>> Start DATASET CONTENT
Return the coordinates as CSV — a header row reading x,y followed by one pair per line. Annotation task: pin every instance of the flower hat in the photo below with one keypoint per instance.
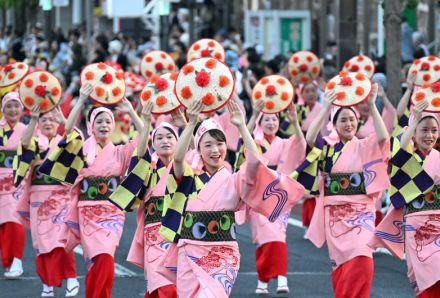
x,y
205,79
427,70
206,48
108,83
360,63
276,91
156,62
12,73
40,87
304,67
161,91
431,93
351,88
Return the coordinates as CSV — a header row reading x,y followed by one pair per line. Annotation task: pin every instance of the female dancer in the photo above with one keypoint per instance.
x,y
87,166
415,162
344,214
11,229
45,204
199,216
283,155
149,247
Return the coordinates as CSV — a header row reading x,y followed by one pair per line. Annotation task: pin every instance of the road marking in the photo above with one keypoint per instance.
x,y
120,271
296,223
291,273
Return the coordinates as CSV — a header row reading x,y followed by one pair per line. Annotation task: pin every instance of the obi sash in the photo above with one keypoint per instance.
x,y
344,184
209,226
6,158
98,188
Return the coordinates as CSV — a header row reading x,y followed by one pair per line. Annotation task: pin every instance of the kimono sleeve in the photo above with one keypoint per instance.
x,y
265,191
23,160
132,189
66,161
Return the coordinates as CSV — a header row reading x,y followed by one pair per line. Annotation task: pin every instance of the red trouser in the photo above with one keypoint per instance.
x,y
354,278
11,242
99,278
271,260
168,291
307,211
431,292
55,266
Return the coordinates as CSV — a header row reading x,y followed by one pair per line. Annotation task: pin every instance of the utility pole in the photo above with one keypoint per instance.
x,y
431,26
347,30
392,22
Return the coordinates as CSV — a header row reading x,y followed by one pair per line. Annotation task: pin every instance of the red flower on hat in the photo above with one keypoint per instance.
>> End DATASET CONTENT
STATED TASK — Output the entries above exactly, without their pictures.

CORRECT RESULT —
Return the coordinates as CSV — a header row reading x,y followed by one pair per line. Annotation task: pin every instance of the flower hat in the photo below with one keypoint per instance.
x,y
205,79
427,70
206,48
108,83
360,63
276,91
156,62
12,73
40,87
304,67
161,91
431,93
351,88
Return the coordinates as CSV — a header row reading x,y followed by one pair per line. Annotation task: pin every instance of the female dancer in the photo above with one keypoint per instance.
x,y
87,166
415,162
344,214
11,229
45,204
199,216
283,155
149,247
Return the coordinates as CSV — a header row reading x,y followed by one pair per line. Annotation task: pin every instance of the road marking in the photo above with one keypoint per instance.
x,y
120,271
296,223
291,273
Return the coordinates as CSV — a header row reading x,y followed by one pair per line. Annotation task: pin every instance of the obi sash in the photo above with one keypoint per instance.
x,y
344,184
209,226
6,158
98,188
Return the coordinates as CSV — a header row reading x,y followed by one pair per line. Annotation task: pin every instance of the kimono sleeve in the photo above with one keypoint per instance.
x,y
265,191
23,160
132,189
66,161
Return the coordinates as CSV — a header row reading x,y followed by one pair per line. Annotation task: pin every instance of the red trouser in the photo above with one keypoint per instance.
x,y
354,278
11,242
99,278
271,260
168,291
307,211
431,292
55,266
Return the coordinates as CSV — a header row reading x,y followed by one pair per line. Annotation task: pin every instance of the utility pole in the photo above with one keypoint per instance.
x,y
431,26
347,30
392,22
Return the coordinates as CSV — a header row reading x,y followed by one pair per line. Annotation task: pin every instance of the red flower on hat in the photo above with one keypoint per instance.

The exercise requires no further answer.